DATA ROWS:
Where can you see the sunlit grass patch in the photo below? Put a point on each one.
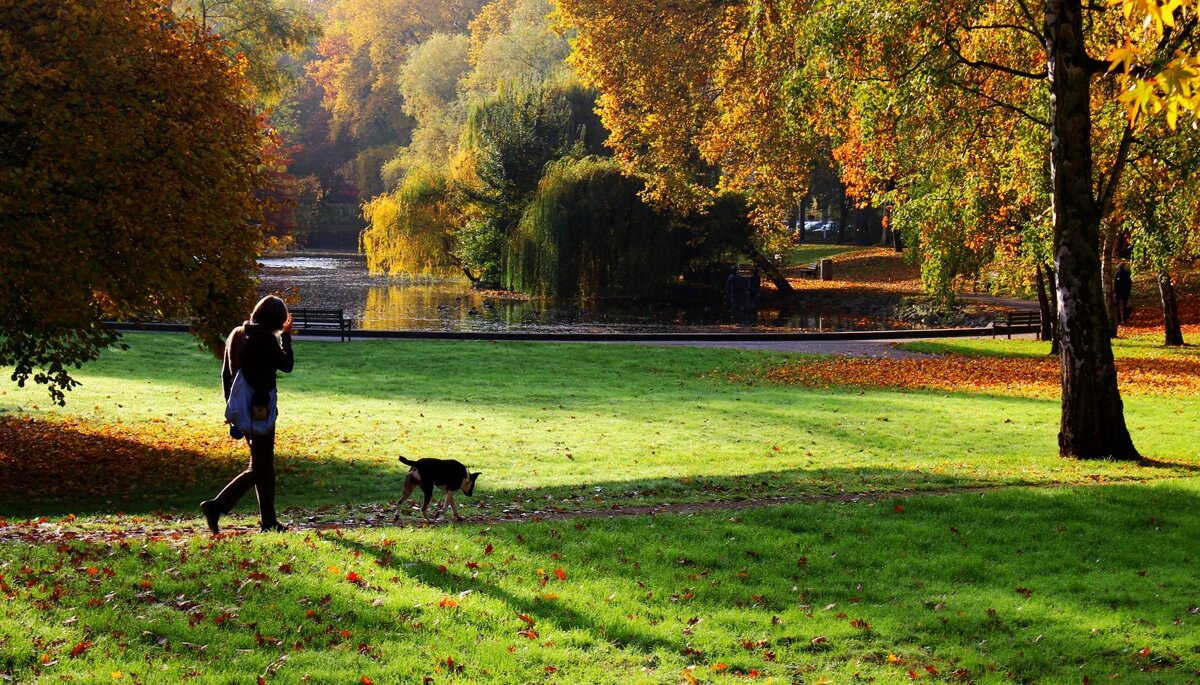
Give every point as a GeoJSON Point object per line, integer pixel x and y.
{"type": "Point", "coordinates": [1030, 586]}
{"type": "Point", "coordinates": [551, 427]}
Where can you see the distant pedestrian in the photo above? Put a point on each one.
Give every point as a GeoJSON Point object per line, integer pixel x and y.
{"type": "Point", "coordinates": [753, 284]}
{"type": "Point", "coordinates": [737, 295]}
{"type": "Point", "coordinates": [1122, 287]}
{"type": "Point", "coordinates": [257, 349]}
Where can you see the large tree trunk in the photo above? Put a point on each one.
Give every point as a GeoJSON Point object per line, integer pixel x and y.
{"type": "Point", "coordinates": [1173, 334]}
{"type": "Point", "coordinates": [1056, 340]}
{"type": "Point", "coordinates": [1092, 413]}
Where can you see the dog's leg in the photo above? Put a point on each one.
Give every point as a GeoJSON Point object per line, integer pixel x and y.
{"type": "Point", "coordinates": [454, 505]}
{"type": "Point", "coordinates": [425, 505]}
{"type": "Point", "coordinates": [442, 505]}
{"type": "Point", "coordinates": [409, 486]}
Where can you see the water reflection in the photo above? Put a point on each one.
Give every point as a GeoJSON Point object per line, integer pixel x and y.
{"type": "Point", "coordinates": [381, 302]}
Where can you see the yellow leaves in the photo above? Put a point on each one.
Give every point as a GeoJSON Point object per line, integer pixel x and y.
{"type": "Point", "coordinates": [1174, 88]}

TASK DIRECTIONS: Repeat the records word for word. Any picture in them should be left out.

RESPONSE TO THIS EXERCISE:
Where can you see the sunlit grass patch in the photo below? Put a point on each one.
Give every point as a GeoJSON Point object per line, integer pixel x and y.
{"type": "Point", "coordinates": [1030, 586]}
{"type": "Point", "coordinates": [551, 427]}
Where can you see the distant pedestrian in the photo above? Put a point on each one.
Give every point as a GeoJSON Point object per line, integer pixel x and y.
{"type": "Point", "coordinates": [753, 284]}
{"type": "Point", "coordinates": [737, 295]}
{"type": "Point", "coordinates": [1122, 287]}
{"type": "Point", "coordinates": [257, 349]}
Where can you see the large tree trunk in the photo above? Put a point on each one.
Give every point as a GeoJSON Point object per line, integer pixel x and y.
{"type": "Point", "coordinates": [1173, 334]}
{"type": "Point", "coordinates": [1056, 340]}
{"type": "Point", "coordinates": [1092, 413]}
Where can you see the dog's leg in the photo above? Put a point on each one.
Give every point as a GeoJSON Point object per line, integer pixel x and y.
{"type": "Point", "coordinates": [454, 505]}
{"type": "Point", "coordinates": [425, 505]}
{"type": "Point", "coordinates": [442, 505]}
{"type": "Point", "coordinates": [409, 486]}
Where can you see the water reflection in the photo above? Put a point on each one.
Give every point as a GeoJSON Point object per line, integer pixel x and y.
{"type": "Point", "coordinates": [381, 302]}
Where can you see the yellow leaves in the photo above? Put a point on each one.
Give every point as a GeoJSON Point object per line, integer pixel x and y.
{"type": "Point", "coordinates": [1174, 88]}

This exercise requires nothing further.